## Data rows
[BEGIN]

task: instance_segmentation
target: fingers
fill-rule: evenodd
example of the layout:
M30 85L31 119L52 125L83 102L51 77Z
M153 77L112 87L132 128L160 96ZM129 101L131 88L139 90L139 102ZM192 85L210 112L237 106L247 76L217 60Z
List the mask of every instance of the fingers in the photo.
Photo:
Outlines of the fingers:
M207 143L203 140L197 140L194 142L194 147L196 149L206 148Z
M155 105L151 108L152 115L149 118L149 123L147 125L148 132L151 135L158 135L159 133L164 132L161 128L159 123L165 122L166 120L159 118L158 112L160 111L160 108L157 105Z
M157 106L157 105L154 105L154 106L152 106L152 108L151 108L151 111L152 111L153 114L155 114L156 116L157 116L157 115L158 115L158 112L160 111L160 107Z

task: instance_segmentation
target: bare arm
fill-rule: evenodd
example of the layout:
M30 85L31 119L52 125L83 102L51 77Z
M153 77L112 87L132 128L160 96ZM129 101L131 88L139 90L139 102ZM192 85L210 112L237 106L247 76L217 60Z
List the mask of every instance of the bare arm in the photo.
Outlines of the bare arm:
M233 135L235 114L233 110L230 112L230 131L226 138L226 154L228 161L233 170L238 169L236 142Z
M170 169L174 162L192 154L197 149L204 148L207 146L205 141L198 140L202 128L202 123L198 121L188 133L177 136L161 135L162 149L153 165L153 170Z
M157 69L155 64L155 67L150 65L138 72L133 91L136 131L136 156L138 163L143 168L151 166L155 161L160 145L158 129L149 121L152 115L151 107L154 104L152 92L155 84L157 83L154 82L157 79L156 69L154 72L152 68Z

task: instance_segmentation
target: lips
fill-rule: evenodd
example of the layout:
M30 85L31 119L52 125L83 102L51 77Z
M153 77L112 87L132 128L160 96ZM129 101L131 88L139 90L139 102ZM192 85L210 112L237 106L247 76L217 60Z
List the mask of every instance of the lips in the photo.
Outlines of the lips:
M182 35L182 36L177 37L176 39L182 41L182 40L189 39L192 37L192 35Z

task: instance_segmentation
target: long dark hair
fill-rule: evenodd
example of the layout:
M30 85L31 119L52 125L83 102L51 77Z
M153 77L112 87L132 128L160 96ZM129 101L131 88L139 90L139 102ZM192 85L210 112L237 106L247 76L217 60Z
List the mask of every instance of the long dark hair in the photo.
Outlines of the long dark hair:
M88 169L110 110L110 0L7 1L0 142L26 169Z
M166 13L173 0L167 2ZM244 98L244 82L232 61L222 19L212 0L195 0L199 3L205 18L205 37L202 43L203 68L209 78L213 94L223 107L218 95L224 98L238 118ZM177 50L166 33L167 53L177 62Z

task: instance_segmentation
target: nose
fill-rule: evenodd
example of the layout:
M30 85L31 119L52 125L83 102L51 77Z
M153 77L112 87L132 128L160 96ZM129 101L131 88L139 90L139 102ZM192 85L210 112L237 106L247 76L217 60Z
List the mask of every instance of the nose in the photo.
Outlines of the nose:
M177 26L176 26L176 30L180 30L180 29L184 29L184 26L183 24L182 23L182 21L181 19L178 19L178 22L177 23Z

[END]

## Problem
Copy out all of the records above, swapping "mask" for "outline" everywhere it appears and leaving everything else unchanged.

## Task output
task: instance_segmentation
target: fingers
fill-rule: evenodd
example of the layout:
M30 85L31 119L52 125L83 102L51 77Z
M153 77L112 87L132 128L160 96ZM129 101L131 88L139 90L139 102ZM192 85L210 112L237 106L247 76L217 60Z
List the outline of every instance of the fingers in the photo.
Photo:
Outlines of the fingers:
M207 143L203 140L197 140L194 142L194 147L196 149L206 148Z
M155 105L151 108L152 115L149 118L149 123L147 125L148 132L151 135L158 135L159 133L164 132L161 128L159 123L165 122L166 120L159 118L158 112L160 111L160 108L157 105Z
M157 106L157 105L154 105L154 106L152 106L152 108L151 108L151 111L152 111L153 114L155 114L156 116L157 116L157 115L158 115L158 112L160 111L160 107Z

task: instance_segmentation
target: bare arm
fill-rule: evenodd
example of the layout:
M30 85L31 119L52 125L83 102L51 77Z
M153 77L112 87L132 128L160 96ZM129 101L131 88L139 90L139 102ZM192 85L210 112L237 106L247 76L217 60Z
List the outline of every instance of the bare arm in the photo.
Outlines of the bare arm:
M233 135L235 114L233 110L230 112L230 131L226 138L226 154L228 161L233 170L238 169L236 142Z
M170 169L174 162L192 154L197 149L204 148L207 146L205 141L198 140L202 128L202 123L198 121L188 133L177 136L161 135L162 149L153 165L153 170Z
M157 69L155 64L155 67L150 65L138 72L133 91L136 131L136 156L138 163L143 168L151 166L155 161L160 145L158 129L149 121L152 115L151 107L154 104L152 92L155 84L157 83L154 82L157 79L156 69L154 72L152 68Z

task: instance_segmentation
target: lips
fill-rule: evenodd
example of the layout:
M30 85L31 119L52 125L83 102L51 77Z
M153 77L112 87L132 128L160 96ZM129 101L131 88L139 90L139 102ZM192 85L210 112L237 106L247 76L217 60Z
List the outline of every instance of the lips in the photo.
Outlines of the lips:
M182 35L182 36L177 37L176 39L182 41L182 40L189 39L192 37L192 35Z

task: instance_segmentation
target: long dark hair
fill-rule: evenodd
example of the layout:
M30 85L31 119L52 125L83 102L51 77Z
M153 77L112 87L132 128L160 96ZM129 101L131 88L139 90L139 102ZM192 85L210 112L237 106L247 76L217 60Z
List the outline of every instance of the long dark hair in the photo.
Outlines of the long dark hair:
M88 169L110 110L110 0L7 1L0 142L26 169Z
M166 13L173 0L167 2ZM244 98L244 82L232 61L222 19L212 0L195 0L199 3L205 18L205 37L202 43L203 68L209 78L213 94L223 107L218 95L224 98L238 118ZM177 50L166 33L167 53L177 62Z

task: instance_segmentation
target: nose
fill-rule: evenodd
example of the layout:
M30 85L31 119L52 125L83 102L51 77Z
M153 77L112 87L132 128L160 96ZM129 101L131 88L139 90L139 102ZM192 85L210 112L237 106L247 76L217 60Z
List the outline of every instance of the nose in the photo.
Outlines of the nose:
M177 26L176 26L176 30L180 30L180 29L184 29L184 26L183 24L182 23L182 21L181 19L178 19L178 22L177 23Z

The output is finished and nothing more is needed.